• [What you have to do]: Print all the entries verbatim.

»»

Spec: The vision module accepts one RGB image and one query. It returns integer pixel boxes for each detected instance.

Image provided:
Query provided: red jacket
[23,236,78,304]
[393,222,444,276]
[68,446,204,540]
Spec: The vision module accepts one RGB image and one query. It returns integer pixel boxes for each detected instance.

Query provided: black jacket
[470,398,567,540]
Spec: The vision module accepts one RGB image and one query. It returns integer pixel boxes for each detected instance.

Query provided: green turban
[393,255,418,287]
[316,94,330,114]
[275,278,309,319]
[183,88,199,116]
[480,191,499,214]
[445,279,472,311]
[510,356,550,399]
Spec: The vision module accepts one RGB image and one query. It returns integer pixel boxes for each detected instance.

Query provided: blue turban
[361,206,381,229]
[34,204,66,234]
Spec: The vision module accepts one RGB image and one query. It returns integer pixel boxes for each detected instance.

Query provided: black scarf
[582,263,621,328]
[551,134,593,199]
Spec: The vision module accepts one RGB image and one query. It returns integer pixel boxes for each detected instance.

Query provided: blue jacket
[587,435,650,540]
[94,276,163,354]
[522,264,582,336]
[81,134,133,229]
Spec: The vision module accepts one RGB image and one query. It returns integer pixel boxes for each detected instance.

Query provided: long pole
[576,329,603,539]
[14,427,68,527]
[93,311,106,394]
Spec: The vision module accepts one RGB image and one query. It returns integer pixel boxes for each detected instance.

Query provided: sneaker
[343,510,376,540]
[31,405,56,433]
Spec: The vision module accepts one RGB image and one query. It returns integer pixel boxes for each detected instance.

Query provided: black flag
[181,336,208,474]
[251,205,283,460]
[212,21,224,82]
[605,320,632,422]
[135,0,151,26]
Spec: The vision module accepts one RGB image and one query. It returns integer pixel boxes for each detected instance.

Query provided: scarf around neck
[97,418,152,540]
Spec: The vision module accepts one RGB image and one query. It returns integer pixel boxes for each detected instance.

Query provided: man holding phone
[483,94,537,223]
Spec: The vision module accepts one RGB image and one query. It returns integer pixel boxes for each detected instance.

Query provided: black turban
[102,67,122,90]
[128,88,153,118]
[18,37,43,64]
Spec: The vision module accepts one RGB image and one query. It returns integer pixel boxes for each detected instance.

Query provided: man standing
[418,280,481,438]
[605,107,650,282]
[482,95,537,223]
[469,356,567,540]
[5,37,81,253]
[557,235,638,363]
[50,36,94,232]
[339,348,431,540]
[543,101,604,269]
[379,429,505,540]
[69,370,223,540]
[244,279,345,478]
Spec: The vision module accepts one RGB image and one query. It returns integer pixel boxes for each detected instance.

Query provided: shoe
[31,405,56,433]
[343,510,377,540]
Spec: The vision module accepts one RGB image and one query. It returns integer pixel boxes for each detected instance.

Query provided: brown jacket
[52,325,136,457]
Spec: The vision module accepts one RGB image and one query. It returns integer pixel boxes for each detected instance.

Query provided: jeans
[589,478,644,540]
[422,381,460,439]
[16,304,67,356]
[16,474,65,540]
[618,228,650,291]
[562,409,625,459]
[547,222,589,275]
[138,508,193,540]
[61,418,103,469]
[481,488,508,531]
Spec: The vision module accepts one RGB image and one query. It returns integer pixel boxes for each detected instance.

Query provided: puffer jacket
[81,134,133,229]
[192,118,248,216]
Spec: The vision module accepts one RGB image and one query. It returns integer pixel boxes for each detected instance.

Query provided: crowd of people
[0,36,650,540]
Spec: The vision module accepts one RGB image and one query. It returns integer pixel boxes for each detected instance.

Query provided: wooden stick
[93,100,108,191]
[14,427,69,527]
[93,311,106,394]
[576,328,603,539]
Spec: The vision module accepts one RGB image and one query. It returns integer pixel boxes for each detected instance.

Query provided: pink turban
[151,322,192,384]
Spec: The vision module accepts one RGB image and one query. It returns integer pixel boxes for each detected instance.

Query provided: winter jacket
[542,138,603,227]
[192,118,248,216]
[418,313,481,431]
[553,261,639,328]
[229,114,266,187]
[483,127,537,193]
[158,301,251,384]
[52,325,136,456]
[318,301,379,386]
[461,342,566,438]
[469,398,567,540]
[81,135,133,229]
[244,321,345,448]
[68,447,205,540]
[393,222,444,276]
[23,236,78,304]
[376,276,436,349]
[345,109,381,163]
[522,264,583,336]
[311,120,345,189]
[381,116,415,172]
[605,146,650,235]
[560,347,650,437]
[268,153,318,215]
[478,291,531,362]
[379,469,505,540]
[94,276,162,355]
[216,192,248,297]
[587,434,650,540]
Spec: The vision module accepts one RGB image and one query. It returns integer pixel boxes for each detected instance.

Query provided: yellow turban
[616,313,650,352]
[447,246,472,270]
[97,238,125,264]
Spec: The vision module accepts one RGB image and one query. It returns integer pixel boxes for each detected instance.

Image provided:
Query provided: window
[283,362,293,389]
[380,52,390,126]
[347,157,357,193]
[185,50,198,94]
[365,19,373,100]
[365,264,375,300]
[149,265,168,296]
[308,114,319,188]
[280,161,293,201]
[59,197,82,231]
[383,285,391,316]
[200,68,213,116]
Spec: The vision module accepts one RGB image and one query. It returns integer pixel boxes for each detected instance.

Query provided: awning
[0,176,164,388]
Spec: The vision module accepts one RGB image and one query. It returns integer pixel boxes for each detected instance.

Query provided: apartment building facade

««

• [Answer to the problem]:
Spec: The vision module accepts one RGB image and one query. It returns integer pixel boxes for each detected instance.

Image provided:
Query provided: red jacket
[23,236,78,304]
[393,222,444,276]
[68,446,204,540]
Spec: The vision module accepts one RGB image and one query. It returns integer pixel boxes for each detected instance.

Query provided: black jacket
[470,398,567,540]
Spec: The vision module accepts one RGB image and one query. It returns integer pixel boxes for each detected instance.

Query provided: green turban
[393,255,418,287]
[316,94,330,114]
[275,278,309,319]
[183,88,199,116]
[480,191,499,214]
[445,279,472,311]
[510,356,550,399]
Spec: The vision module accepts one RGB image and one query. It returns integer pixel boxes for each detected instance.

Query provided: blue turban
[361,206,381,229]
[34,204,66,234]
Spec: The vision module accepts one RGB image and one query. It returns integer pixel boxes for each detected instance.

Query provided: black scarf
[582,263,621,328]
[551,134,593,199]
Spec: The vision module accepts one RGB image and one query. It returns integer pixel boxes for each detected instance.

Query provided: blue jacket
[587,435,650,540]
[94,276,163,354]
[522,264,582,336]
[81,134,133,229]
Spec: The vision module accepts one RGB image and one query. It returns integer pixel boxes for each detected instance.

Query provided: long pole
[576,329,603,539]
[14,427,68,527]
[93,311,106,394]
Spec: The vision module accepts one RGB image and one query. It returns integer pixel boxes for each detected instance.

Query provided: sneaker
[343,510,376,540]
[31,405,56,433]
Spec: The vision module accepts one RGB image and one query. It returns integer pixel boxes for each detected instance.

Query provided: black flag
[181,336,208,474]
[251,205,283,460]
[212,21,224,82]
[605,320,632,422]
[135,0,151,26]
Spec: The vision module accepts one RGB image and one query. It returns integer pixel boxes for each detected instance.

Query provided: scarf around neck
[97,418,152,540]
Spec: The vision module accepts one RGB image and one query. It returns integer pixel boxes for each detected instance.

Query provided: man holding phone
[483,94,537,223]
Spec: The vision module accepts one RGB image and one query. It returns integer pixel boxes for each detected instance.

Query provided: black turban
[102,67,122,90]
[128,88,153,118]
[18,37,43,64]
Spec: The vision module accepts one RGB image and one query. It returns integer pixel boxes for each detected instance.

Query provided: man standing
[418,280,481,438]
[605,107,650,282]
[482,95,537,223]
[469,356,567,540]
[5,37,81,253]
[557,235,638,363]
[50,36,94,232]
[339,348,431,540]
[543,101,604,269]
[379,429,505,540]
[69,370,223,540]
[244,279,345,478]
Spec: The vision module accepts one RGB image and one query. It returns integer pixel boxes for each detected instance.

Query provided: shoe
[31,405,56,433]
[343,510,377,540]
Spec: The vision module accepts one RGB image and one query. It returns integer pixel boxes for each detected instance.

Query provided: brown jacket
[52,325,136,457]
Spec: The vision module accepts one RGB image and one query. It returns integer pixel boxes for each detected instance.

Query provided: jeans
[589,478,644,540]
[422,381,460,439]
[16,304,67,356]
[16,474,65,540]
[618,228,650,291]
[562,409,625,459]
[547,222,589,275]
[138,508,193,540]
[61,418,103,469]
[481,488,508,531]
Spec: The vision module accepts one RGB image and one query. It returns integer pixel boxes for each detected instance.

Query provided: puffer jacket
[81,134,133,229]
[192,118,248,216]
Spec: The vision module accepts one RGB image and one query. It returns integer pixel boxes for each detected instance.

Query provided: crowd of people
[0,36,650,540]
Spec: The vision module accepts one RGB image and one query. It returns integer pixel boxes for each detected instance.

Query provided: wooden stick
[93,100,108,191]
[14,427,69,527]
[93,311,106,394]
[576,328,603,539]
Spec: The vision module accepts one RGB image and one query. It returns integer pixel boxes for each detected instance.

Query provided: pink turban
[151,322,192,384]
Spec: The vision module accepts one RGB image and one query. It returns integer pixel boxes for each detected instance.

Query provided: winter jacket
[542,138,603,227]
[192,118,248,216]
[418,313,481,431]
[553,261,639,328]
[229,114,266,187]
[483,127,537,193]
[158,301,251,384]
[52,325,136,456]
[318,301,379,386]
[461,342,566,438]
[469,398,567,540]
[81,135,133,229]
[244,321,345,448]
[68,447,205,540]
[393,222,444,276]
[23,236,78,304]
[376,276,436,349]
[345,109,381,163]
[522,264,583,336]
[311,120,345,189]
[381,116,415,172]
[605,146,650,235]
[560,347,650,437]
[268,153,318,215]
[478,291,531,362]
[379,469,505,540]
[94,276,162,355]
[216,192,248,297]
[587,434,650,540]
Spec: The vision module accepts one RGB image and one query. It returns integer pixel boxes for each detected instance.

Query provided: yellow turban
[616,313,650,352]
[447,246,472,270]
[97,238,125,264]
Spec: The vision module accepts one RGB image and one query. It returns integer pixel boxes for each detected instance.

Image provided:
Query provided: window
[283,362,293,389]
[380,52,390,126]
[347,157,357,193]
[185,50,198,94]
[365,19,373,100]
[365,264,375,300]
[149,265,168,296]
[308,114,319,188]
[280,161,293,201]
[59,197,82,231]
[383,285,391,316]
[200,68,213,116]
Spec: The vision module accepts one RGB image and one query. It returns integer pixel boxes for each detected instance.

Query provided: awning
[0,176,164,388]
Spec: The vision module accepts one RGB image and one query. It returns integer pixel boxes for each detected instance.

Query provided: apartment building facade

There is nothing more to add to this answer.